> _Given task_: Starting at the line that contains "Task: annotate the gymnasium", copy each line through the end of the listing below. Include both ends and output nothing more.

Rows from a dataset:
--
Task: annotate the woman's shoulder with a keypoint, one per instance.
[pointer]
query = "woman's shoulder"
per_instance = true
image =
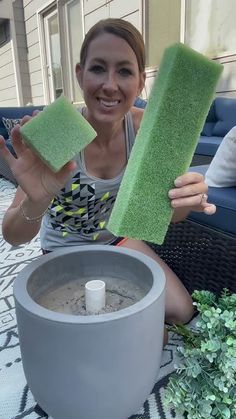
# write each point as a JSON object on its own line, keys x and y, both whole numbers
{"x": 137, "y": 114}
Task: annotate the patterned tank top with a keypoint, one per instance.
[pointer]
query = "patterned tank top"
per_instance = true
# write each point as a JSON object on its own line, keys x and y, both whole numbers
{"x": 80, "y": 212}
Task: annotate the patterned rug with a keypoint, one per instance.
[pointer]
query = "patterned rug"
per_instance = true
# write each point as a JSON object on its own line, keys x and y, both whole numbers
{"x": 16, "y": 400}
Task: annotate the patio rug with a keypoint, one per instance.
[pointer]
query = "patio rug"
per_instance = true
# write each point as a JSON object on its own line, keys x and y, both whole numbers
{"x": 16, "y": 399}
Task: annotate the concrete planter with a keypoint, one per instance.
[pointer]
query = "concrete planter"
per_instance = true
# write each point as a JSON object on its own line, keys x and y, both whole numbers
{"x": 91, "y": 367}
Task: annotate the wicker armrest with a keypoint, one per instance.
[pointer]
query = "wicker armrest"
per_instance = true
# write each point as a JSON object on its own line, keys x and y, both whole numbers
{"x": 203, "y": 258}
{"x": 5, "y": 171}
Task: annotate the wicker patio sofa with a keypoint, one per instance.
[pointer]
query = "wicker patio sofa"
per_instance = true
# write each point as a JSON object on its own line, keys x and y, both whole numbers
{"x": 203, "y": 257}
{"x": 202, "y": 249}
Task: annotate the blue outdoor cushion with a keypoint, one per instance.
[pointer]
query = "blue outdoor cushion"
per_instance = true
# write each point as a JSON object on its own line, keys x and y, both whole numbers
{"x": 225, "y": 111}
{"x": 225, "y": 201}
{"x": 15, "y": 113}
{"x": 208, "y": 146}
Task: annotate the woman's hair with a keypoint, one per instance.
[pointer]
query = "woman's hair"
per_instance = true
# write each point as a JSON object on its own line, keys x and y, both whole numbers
{"x": 121, "y": 28}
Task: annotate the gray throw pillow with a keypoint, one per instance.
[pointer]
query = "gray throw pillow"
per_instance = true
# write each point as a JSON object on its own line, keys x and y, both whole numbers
{"x": 10, "y": 123}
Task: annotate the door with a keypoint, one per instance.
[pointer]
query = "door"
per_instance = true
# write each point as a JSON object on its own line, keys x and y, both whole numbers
{"x": 53, "y": 68}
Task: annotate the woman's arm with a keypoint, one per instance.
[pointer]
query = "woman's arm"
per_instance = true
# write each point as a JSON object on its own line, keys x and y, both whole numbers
{"x": 22, "y": 220}
{"x": 37, "y": 187}
{"x": 190, "y": 194}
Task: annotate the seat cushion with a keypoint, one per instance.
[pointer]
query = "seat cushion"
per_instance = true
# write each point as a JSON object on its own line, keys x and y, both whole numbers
{"x": 208, "y": 146}
{"x": 225, "y": 201}
{"x": 225, "y": 110}
{"x": 15, "y": 113}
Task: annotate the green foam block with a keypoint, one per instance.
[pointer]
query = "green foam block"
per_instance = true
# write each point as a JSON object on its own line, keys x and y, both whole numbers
{"x": 57, "y": 133}
{"x": 172, "y": 122}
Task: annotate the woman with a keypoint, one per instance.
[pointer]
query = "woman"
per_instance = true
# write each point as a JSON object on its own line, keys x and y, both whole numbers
{"x": 74, "y": 204}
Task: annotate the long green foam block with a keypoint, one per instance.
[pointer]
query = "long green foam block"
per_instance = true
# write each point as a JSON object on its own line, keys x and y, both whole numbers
{"x": 173, "y": 119}
{"x": 57, "y": 133}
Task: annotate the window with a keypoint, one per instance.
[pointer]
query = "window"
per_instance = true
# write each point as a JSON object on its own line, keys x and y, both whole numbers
{"x": 61, "y": 35}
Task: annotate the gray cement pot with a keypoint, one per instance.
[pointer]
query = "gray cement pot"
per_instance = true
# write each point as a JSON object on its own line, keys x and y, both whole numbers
{"x": 91, "y": 367}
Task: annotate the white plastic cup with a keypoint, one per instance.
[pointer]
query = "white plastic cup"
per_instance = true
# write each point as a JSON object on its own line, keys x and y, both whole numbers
{"x": 95, "y": 295}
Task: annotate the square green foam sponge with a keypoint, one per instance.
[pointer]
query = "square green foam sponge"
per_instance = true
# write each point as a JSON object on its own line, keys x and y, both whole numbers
{"x": 166, "y": 140}
{"x": 57, "y": 133}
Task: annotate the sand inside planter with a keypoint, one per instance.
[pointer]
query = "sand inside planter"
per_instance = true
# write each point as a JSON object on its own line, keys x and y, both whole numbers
{"x": 69, "y": 298}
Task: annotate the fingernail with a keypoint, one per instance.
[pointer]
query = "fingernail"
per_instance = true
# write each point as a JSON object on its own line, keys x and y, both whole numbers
{"x": 178, "y": 182}
{"x": 171, "y": 194}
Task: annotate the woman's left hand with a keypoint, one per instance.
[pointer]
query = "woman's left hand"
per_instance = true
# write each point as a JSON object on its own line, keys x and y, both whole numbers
{"x": 190, "y": 194}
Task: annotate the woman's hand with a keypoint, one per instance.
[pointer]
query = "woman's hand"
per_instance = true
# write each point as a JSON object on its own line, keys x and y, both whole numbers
{"x": 36, "y": 179}
{"x": 190, "y": 194}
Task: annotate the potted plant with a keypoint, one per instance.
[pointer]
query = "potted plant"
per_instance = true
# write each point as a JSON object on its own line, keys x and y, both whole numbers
{"x": 204, "y": 383}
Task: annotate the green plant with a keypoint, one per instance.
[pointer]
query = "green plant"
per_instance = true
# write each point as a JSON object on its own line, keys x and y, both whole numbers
{"x": 204, "y": 384}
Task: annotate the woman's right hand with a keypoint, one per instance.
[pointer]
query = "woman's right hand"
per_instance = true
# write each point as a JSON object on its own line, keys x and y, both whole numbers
{"x": 35, "y": 178}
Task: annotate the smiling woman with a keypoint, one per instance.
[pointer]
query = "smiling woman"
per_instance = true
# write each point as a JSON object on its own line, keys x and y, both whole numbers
{"x": 75, "y": 203}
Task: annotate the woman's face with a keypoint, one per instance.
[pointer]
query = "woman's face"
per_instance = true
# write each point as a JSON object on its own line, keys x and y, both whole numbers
{"x": 110, "y": 78}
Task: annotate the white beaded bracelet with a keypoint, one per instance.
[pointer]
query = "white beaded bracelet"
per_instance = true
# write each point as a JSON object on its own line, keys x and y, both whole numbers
{"x": 31, "y": 219}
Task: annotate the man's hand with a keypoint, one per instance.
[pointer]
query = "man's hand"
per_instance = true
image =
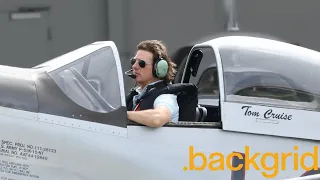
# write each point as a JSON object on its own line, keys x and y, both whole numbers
{"x": 153, "y": 118}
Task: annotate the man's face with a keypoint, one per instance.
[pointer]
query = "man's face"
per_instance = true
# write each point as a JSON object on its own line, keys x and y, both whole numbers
{"x": 143, "y": 74}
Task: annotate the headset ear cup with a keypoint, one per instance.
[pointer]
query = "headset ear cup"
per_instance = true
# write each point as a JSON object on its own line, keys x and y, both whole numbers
{"x": 161, "y": 68}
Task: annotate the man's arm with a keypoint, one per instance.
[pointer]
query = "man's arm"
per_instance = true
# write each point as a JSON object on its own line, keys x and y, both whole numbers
{"x": 153, "y": 117}
{"x": 166, "y": 108}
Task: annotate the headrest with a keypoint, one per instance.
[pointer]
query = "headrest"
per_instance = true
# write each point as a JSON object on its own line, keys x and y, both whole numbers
{"x": 183, "y": 87}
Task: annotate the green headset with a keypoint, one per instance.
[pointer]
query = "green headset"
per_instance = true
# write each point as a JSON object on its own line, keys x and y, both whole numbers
{"x": 160, "y": 68}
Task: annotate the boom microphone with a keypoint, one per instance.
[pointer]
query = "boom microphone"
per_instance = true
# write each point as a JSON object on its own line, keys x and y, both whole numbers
{"x": 130, "y": 74}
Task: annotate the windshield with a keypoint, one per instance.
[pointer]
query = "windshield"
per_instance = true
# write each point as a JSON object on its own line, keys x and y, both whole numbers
{"x": 91, "y": 81}
{"x": 265, "y": 77}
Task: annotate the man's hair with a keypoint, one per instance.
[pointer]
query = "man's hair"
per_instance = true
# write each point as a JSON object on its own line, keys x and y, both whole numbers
{"x": 159, "y": 49}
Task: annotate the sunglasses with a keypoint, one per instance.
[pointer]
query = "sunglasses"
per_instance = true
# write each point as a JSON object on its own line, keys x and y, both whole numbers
{"x": 142, "y": 63}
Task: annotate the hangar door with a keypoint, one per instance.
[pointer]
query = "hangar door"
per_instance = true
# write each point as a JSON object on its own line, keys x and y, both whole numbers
{"x": 24, "y": 37}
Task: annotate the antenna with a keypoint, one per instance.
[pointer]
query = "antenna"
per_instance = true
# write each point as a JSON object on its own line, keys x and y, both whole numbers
{"x": 230, "y": 8}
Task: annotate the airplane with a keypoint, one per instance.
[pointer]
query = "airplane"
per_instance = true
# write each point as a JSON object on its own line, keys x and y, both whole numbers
{"x": 257, "y": 116}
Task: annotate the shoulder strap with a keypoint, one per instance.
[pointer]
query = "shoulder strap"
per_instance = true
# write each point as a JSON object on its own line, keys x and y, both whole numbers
{"x": 155, "y": 88}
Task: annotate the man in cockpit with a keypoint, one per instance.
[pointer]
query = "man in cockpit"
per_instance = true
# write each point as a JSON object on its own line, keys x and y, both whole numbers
{"x": 152, "y": 70}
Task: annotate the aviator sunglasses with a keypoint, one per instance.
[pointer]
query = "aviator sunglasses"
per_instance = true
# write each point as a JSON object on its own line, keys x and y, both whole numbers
{"x": 142, "y": 63}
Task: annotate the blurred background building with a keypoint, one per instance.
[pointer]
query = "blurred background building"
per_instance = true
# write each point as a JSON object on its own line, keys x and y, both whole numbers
{"x": 34, "y": 31}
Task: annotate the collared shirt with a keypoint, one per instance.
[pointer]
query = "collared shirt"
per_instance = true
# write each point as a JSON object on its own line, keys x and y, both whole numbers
{"x": 168, "y": 100}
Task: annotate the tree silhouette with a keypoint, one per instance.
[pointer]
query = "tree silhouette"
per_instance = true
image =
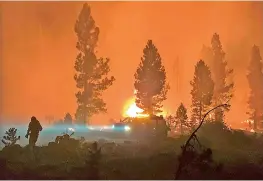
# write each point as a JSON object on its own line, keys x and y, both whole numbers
{"x": 223, "y": 91}
{"x": 255, "y": 80}
{"x": 91, "y": 72}
{"x": 150, "y": 81}
{"x": 202, "y": 91}
{"x": 181, "y": 116}
{"x": 10, "y": 138}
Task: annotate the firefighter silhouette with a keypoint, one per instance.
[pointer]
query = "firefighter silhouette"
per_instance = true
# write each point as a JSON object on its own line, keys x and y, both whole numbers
{"x": 34, "y": 128}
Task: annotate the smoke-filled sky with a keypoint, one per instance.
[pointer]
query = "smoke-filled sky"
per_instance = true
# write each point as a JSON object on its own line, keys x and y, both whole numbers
{"x": 38, "y": 51}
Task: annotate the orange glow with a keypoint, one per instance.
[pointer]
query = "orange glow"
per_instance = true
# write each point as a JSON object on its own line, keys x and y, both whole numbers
{"x": 131, "y": 110}
{"x": 37, "y": 62}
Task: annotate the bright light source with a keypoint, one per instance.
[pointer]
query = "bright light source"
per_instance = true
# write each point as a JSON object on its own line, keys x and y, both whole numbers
{"x": 71, "y": 129}
{"x": 127, "y": 128}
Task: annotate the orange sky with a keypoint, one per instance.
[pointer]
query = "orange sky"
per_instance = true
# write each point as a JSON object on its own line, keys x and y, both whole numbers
{"x": 37, "y": 67}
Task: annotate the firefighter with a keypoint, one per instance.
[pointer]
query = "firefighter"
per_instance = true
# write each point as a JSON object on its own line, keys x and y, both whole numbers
{"x": 34, "y": 128}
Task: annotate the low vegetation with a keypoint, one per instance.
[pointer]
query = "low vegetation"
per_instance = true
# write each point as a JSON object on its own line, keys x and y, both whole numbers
{"x": 217, "y": 153}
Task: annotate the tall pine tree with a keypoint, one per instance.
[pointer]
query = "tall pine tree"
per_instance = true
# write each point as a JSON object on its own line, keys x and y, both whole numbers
{"x": 255, "y": 80}
{"x": 202, "y": 91}
{"x": 150, "y": 81}
{"x": 91, "y": 72}
{"x": 223, "y": 91}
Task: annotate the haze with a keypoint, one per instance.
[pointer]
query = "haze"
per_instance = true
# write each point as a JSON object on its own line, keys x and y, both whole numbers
{"x": 38, "y": 51}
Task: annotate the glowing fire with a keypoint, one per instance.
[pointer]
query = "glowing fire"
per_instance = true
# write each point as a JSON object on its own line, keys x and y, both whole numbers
{"x": 131, "y": 110}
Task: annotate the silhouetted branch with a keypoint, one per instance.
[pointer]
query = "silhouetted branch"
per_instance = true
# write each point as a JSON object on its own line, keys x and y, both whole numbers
{"x": 193, "y": 135}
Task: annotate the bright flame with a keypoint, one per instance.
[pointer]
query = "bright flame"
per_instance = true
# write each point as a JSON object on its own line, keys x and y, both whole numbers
{"x": 131, "y": 110}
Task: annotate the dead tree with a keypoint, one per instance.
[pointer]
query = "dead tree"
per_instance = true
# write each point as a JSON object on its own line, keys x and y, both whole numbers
{"x": 188, "y": 147}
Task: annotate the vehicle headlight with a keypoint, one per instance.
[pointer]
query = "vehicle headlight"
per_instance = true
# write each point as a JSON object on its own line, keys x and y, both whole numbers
{"x": 127, "y": 128}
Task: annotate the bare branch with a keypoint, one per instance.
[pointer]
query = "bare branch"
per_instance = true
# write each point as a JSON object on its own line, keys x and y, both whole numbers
{"x": 180, "y": 166}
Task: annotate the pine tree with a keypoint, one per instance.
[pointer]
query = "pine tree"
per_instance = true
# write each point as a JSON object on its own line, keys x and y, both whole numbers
{"x": 220, "y": 74}
{"x": 150, "y": 81}
{"x": 255, "y": 80}
{"x": 181, "y": 116}
{"x": 91, "y": 72}
{"x": 202, "y": 91}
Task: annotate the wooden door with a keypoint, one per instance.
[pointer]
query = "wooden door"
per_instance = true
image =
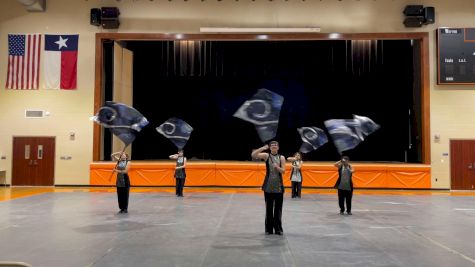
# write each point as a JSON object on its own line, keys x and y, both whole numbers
{"x": 33, "y": 161}
{"x": 462, "y": 164}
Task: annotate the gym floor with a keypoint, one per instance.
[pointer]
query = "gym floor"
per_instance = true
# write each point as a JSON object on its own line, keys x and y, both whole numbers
{"x": 79, "y": 226}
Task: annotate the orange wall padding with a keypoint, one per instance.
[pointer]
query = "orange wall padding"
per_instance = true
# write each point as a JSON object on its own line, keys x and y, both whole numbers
{"x": 142, "y": 173}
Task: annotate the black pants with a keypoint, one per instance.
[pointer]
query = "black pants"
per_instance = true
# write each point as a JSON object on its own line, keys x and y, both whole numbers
{"x": 274, "y": 203}
{"x": 296, "y": 189}
{"x": 123, "y": 197}
{"x": 342, "y": 196}
{"x": 180, "y": 183}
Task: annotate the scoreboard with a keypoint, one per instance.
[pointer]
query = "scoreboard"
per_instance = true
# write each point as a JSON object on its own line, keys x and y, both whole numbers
{"x": 456, "y": 55}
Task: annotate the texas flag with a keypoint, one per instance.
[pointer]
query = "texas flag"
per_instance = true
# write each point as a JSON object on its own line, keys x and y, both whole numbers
{"x": 60, "y": 61}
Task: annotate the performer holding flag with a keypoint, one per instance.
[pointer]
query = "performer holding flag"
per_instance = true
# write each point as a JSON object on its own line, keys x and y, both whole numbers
{"x": 346, "y": 135}
{"x": 124, "y": 122}
{"x": 178, "y": 131}
{"x": 263, "y": 110}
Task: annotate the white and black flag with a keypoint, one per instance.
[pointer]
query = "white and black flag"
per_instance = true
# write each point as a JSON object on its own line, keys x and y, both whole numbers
{"x": 122, "y": 120}
{"x": 348, "y": 133}
{"x": 262, "y": 110}
{"x": 312, "y": 138}
{"x": 176, "y": 130}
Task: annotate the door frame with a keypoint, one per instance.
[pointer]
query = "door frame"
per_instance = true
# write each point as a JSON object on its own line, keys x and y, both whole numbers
{"x": 451, "y": 167}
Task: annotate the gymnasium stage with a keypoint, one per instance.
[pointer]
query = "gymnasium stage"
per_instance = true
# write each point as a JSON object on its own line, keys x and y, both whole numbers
{"x": 251, "y": 174}
{"x": 56, "y": 226}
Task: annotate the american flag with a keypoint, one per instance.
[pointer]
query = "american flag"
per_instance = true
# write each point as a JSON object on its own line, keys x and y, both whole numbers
{"x": 23, "y": 61}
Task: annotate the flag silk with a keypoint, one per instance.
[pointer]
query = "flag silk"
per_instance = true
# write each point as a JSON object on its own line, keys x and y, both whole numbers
{"x": 312, "y": 138}
{"x": 263, "y": 111}
{"x": 123, "y": 121}
{"x": 347, "y": 134}
{"x": 176, "y": 130}
{"x": 60, "y": 61}
{"x": 23, "y": 61}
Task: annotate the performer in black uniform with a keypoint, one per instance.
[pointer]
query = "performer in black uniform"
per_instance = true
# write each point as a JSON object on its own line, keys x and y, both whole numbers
{"x": 273, "y": 186}
{"x": 180, "y": 173}
{"x": 123, "y": 182}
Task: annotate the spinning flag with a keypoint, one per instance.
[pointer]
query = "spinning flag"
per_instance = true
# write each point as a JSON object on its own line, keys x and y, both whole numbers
{"x": 347, "y": 134}
{"x": 177, "y": 130}
{"x": 123, "y": 121}
{"x": 312, "y": 138}
{"x": 263, "y": 111}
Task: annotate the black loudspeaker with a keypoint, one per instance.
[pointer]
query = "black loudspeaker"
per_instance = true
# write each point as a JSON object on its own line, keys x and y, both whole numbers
{"x": 429, "y": 15}
{"x": 110, "y": 23}
{"x": 414, "y": 10}
{"x": 414, "y": 21}
{"x": 95, "y": 16}
{"x": 110, "y": 17}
--
> _Full output_:
Task: annotate the gymnasium stage with a keypoint, one per instance.
[pointer]
query = "gymnasium stage"
per_instance = true
# write each point as a JSON object on its own line, keys x and y, both whole numbers
{"x": 251, "y": 174}
{"x": 56, "y": 226}
Task: annotate the american flag with a keypoint, one per instance.
[pointer]
query = "american flag"
per_instance = true
# write each point as a JSON object on its own line, keys x and y, both whole numbers
{"x": 23, "y": 61}
Task: annotate the flag silk with a keypoint, one per instance.
[pointer]
query = "flag silk"
per_instance = true
# write each point as a JSON object on its own line, keys x and y, both whole numbers
{"x": 312, "y": 138}
{"x": 263, "y": 111}
{"x": 123, "y": 121}
{"x": 347, "y": 134}
{"x": 176, "y": 130}
{"x": 60, "y": 61}
{"x": 23, "y": 61}
Task: annotate the performer in black uniform with a keypoint, one per instance.
[pointer]
query = "performer in black uniform"
per_instance = true
# write each point as a JSON object on its own line, keys x and y, both whole numbers
{"x": 273, "y": 186}
{"x": 180, "y": 173}
{"x": 123, "y": 182}
Task: annotate the spinning flag with a keypoint, one per instance.
[pointer]
query = "spinning flag"
per_instance = true
# write each point as a JSON object on its own line, keys x and y, both whole numbers
{"x": 347, "y": 134}
{"x": 177, "y": 130}
{"x": 123, "y": 121}
{"x": 312, "y": 138}
{"x": 263, "y": 111}
Task: annotate the black loudspeaker with a keypoint, one per instance.
[pointer]
query = "black loudspeaker"
per_instance = true
# write each point as a JSON object on its own line, keys x and y, both whole numbers
{"x": 429, "y": 15}
{"x": 110, "y": 23}
{"x": 414, "y": 10}
{"x": 414, "y": 21}
{"x": 95, "y": 16}
{"x": 110, "y": 17}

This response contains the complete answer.